§ **MATERIALE DEL COMPITO**:
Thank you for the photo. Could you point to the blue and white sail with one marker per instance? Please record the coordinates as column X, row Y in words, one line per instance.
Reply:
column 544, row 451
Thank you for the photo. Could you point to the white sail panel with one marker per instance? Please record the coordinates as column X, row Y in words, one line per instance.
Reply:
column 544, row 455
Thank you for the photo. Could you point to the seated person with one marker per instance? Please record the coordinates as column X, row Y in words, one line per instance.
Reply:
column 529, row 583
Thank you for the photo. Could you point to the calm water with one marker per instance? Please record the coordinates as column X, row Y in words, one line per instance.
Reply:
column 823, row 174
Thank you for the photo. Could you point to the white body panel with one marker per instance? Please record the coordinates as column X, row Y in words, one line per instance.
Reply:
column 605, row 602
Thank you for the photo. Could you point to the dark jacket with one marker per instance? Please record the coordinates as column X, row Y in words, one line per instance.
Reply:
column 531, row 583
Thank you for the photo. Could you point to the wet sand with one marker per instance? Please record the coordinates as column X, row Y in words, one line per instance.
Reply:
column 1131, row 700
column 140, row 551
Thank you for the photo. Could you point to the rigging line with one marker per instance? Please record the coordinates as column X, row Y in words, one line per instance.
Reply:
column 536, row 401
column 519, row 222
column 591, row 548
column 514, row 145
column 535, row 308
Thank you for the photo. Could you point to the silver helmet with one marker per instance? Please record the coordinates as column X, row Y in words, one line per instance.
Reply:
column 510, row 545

§ **DESCRIZIONE DEL COMPITO**: Puoi aggiornare tutte le voci qui sopra sostituendo "marker" con "pin" e lasciando invariato tutto il resto?

§ **RISPOSTA**:
Thank you for the photo. Could you point to the blue and white sail with one pin per instance? Please record the coordinates as column X, row Y in words, one line per instance.
Reply:
column 544, row 451
Thank you for the photo. Could you point to the white sail panel with one pin per instance? Please record the coordinates as column X, row Y in words, one line per instance.
Reply:
column 544, row 455
Thank you for the photo. Could you point to the seated person with one pin per instance? Please record the coordinates as column X, row Y in words, one line per instance.
Reply:
column 529, row 583
Thank you for the photo. Could you point to the calm water with one pin per instance? Please record the coordinates as column X, row Y in words, one line per instance.
Reply:
column 823, row 174
Thank you for the photo. Could you point to the white body panel with one pin per instance? Please record the coordinates as column X, row Y in words, one line per instance.
Reply:
column 605, row 602
Thank you for the photo. Could you point to the dark jacket with one pin per instance? Please record the coordinates as column X, row Y in words, one line per instance.
Reply:
column 531, row 583
Thank you for the photo. Could you point to the wet sand with one pin per instance? Please record the coordinates as column X, row Y in words, one line per instance.
Reply:
column 1131, row 700
column 140, row 551
Thank you for the photo. Could you point to the rigging line with one pin per instance? Please record the coordinates as column X, row Y in words, one line per instance.
Reply:
column 536, row 401
column 519, row 222
column 591, row 548
column 514, row 145
column 535, row 308
Thank you for the photo. Could you point to the silver helmet with one pin per instance? Please record the coordinates as column X, row Y in words, one line per instance.
Reply:
column 510, row 545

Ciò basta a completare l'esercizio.